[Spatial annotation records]
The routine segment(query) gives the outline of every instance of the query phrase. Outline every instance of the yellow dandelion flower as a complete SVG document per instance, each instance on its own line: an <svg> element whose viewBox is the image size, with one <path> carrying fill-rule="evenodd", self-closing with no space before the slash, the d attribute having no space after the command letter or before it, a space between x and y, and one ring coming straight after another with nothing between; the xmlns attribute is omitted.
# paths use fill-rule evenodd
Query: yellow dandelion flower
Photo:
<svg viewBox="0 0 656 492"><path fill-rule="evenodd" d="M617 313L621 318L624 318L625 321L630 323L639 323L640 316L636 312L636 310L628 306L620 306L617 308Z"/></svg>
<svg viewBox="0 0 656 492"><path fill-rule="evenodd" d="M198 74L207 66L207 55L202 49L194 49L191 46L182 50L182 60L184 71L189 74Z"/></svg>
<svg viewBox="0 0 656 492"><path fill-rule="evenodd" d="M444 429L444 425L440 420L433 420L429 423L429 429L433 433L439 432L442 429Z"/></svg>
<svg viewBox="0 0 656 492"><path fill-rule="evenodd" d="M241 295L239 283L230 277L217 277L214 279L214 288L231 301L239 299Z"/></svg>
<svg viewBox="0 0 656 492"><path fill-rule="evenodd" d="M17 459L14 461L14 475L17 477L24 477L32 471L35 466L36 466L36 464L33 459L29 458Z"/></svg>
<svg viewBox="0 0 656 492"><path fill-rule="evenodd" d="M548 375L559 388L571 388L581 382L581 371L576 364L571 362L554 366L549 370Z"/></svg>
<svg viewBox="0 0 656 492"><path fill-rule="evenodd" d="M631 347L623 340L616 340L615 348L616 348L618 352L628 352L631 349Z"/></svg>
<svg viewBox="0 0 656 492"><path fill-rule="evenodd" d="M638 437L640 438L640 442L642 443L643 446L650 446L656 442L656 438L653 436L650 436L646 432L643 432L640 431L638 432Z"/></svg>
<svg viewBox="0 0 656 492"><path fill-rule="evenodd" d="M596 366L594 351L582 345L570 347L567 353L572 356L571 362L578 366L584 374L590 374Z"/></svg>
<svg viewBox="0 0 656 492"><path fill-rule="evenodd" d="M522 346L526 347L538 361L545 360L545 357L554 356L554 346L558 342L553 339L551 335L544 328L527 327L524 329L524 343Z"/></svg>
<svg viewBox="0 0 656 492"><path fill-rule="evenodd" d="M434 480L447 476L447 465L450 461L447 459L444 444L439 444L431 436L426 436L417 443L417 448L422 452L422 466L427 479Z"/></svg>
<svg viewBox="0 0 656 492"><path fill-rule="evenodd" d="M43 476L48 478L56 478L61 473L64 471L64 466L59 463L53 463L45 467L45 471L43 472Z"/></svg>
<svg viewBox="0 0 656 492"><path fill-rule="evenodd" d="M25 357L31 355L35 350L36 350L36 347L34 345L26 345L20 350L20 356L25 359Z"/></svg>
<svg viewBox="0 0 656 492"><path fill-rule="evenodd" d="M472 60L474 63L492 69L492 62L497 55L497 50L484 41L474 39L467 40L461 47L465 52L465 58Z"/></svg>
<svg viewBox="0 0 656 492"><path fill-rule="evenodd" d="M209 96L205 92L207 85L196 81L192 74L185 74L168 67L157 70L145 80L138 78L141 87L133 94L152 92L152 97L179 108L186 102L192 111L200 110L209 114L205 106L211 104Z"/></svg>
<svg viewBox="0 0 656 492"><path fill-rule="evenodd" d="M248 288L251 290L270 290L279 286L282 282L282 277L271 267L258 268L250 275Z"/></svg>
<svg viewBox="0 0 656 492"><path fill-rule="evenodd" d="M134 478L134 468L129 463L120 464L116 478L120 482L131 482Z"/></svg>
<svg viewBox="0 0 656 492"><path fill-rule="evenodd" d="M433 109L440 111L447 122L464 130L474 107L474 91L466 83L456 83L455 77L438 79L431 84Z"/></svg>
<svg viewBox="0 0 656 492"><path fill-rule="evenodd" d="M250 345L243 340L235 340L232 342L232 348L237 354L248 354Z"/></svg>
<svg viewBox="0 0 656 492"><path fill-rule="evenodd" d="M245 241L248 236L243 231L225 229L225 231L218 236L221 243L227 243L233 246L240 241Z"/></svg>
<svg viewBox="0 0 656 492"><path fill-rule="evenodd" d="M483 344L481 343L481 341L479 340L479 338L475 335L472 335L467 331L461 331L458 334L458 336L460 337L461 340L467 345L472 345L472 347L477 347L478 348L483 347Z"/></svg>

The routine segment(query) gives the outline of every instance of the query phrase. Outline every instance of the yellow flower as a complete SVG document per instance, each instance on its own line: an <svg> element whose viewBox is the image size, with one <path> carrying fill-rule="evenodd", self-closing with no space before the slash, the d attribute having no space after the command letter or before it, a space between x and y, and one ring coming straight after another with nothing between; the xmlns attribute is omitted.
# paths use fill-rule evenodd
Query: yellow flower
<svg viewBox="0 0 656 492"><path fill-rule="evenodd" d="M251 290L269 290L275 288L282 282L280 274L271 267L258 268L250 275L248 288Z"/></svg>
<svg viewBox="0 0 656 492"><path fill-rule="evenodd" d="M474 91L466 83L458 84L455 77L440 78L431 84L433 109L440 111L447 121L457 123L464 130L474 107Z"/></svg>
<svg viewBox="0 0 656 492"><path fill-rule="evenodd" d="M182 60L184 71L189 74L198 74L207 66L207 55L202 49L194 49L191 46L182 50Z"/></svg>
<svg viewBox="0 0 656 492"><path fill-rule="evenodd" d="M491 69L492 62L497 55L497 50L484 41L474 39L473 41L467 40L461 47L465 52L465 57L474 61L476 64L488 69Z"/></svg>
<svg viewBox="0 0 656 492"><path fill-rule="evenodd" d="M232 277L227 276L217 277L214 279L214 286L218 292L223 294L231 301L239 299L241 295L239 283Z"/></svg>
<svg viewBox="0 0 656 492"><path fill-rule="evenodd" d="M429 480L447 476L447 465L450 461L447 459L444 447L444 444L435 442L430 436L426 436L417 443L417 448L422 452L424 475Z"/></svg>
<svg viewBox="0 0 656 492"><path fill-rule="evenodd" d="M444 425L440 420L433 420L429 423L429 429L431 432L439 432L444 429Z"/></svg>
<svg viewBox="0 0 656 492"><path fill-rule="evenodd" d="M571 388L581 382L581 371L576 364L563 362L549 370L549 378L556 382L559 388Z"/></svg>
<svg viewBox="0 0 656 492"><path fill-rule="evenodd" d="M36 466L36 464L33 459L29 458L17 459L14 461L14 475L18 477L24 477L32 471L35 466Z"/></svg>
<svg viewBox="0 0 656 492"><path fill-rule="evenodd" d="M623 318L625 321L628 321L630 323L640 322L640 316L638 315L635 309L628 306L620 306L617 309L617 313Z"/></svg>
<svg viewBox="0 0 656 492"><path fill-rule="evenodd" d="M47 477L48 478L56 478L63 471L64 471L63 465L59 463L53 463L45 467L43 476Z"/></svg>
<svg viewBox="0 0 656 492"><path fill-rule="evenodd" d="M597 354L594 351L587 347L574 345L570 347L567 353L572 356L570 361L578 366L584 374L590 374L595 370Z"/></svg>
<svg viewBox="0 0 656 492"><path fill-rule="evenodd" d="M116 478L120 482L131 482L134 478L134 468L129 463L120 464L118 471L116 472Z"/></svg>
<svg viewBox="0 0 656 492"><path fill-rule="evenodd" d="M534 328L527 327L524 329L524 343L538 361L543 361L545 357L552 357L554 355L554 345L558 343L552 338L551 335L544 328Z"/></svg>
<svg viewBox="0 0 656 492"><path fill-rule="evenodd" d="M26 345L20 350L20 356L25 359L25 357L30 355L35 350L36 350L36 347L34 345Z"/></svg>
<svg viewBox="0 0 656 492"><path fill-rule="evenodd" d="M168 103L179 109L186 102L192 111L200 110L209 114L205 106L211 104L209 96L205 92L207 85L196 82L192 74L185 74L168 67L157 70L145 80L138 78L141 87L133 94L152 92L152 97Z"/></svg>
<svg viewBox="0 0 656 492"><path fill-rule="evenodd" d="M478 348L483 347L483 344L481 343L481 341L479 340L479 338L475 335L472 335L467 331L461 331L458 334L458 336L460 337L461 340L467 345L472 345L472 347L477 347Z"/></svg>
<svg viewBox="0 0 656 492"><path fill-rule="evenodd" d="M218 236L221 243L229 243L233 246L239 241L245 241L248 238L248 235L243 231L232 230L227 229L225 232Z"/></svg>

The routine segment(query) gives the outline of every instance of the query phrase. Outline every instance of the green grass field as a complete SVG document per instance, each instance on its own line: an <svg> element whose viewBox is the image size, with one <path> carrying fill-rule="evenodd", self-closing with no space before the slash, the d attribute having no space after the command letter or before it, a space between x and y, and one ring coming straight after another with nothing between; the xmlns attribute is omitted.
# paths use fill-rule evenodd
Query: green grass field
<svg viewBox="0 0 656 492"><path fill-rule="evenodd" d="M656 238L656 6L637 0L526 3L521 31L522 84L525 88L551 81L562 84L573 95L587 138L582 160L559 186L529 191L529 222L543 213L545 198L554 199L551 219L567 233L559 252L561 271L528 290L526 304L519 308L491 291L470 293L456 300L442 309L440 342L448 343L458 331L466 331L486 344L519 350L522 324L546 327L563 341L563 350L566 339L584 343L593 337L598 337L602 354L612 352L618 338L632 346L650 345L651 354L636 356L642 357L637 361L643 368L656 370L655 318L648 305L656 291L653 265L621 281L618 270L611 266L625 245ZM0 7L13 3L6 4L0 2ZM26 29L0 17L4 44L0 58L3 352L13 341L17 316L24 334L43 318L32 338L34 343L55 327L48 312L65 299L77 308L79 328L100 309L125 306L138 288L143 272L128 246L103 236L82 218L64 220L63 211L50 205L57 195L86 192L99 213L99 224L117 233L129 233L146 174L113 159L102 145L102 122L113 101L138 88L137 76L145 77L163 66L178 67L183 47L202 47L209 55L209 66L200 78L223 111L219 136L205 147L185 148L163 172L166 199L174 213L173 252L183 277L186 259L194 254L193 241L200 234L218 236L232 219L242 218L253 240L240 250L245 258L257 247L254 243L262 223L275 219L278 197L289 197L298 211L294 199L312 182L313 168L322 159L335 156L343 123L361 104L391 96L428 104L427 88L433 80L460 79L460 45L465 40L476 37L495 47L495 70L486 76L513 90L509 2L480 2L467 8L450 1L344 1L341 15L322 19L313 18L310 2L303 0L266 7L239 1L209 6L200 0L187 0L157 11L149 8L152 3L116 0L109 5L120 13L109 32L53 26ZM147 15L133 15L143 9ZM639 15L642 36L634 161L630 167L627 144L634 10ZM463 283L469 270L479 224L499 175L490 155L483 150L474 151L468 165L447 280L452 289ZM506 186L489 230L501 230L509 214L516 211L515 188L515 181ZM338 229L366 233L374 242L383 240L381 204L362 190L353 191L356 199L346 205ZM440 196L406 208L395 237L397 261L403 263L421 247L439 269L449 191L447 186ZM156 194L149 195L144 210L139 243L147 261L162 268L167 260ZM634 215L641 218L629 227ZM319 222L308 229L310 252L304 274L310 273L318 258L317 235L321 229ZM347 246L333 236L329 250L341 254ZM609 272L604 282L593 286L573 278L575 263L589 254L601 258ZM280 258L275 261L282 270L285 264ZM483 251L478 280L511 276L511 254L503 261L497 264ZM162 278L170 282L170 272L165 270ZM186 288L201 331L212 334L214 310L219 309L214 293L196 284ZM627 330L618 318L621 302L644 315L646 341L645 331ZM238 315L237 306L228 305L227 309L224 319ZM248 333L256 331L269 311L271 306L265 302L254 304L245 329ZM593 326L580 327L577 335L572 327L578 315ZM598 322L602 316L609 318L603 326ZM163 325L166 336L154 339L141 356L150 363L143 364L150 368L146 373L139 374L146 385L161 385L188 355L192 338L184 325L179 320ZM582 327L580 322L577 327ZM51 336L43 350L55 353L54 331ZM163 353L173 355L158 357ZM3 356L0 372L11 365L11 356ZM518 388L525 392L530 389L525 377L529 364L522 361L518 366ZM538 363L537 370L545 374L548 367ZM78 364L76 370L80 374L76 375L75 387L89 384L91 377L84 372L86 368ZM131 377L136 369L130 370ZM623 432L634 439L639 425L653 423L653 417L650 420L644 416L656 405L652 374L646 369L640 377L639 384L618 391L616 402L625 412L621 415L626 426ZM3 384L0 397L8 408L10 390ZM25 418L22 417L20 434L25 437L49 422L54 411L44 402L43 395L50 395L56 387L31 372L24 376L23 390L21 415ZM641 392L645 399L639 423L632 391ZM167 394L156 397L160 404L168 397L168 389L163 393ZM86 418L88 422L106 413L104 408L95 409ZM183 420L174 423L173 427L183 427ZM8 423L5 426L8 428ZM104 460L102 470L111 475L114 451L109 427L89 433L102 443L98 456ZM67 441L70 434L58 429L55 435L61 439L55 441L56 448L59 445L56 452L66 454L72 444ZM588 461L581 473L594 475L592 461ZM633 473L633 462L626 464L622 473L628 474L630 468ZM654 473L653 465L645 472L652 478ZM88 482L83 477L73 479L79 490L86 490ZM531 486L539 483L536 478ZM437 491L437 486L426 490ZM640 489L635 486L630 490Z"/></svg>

(Do this) Return the lines of the data above from the one containing "the yellow flower" through the one containing "290L269 290L275 288L282", both included, reproducing each line without any change.

(Task output)
The routine segment(query) gives the outline of every instance of the query phrase. Outline every instance of the yellow flower as a complete SVG document per instance, each instance on its own line: an <svg> element whose viewBox is the image size, with one <path> carrying fill-rule="evenodd", self-closing with no space before the slash, the d attribute having no space after the command letter or before it, a space between x and y, and one ring coming straight after another with nothing between; the xmlns attribute is omitted.
# paths use fill-rule evenodd
Query: yellow flower
<svg viewBox="0 0 656 492"><path fill-rule="evenodd" d="M251 290L269 290L275 288L282 282L280 274L271 267L258 268L250 275L248 288Z"/></svg>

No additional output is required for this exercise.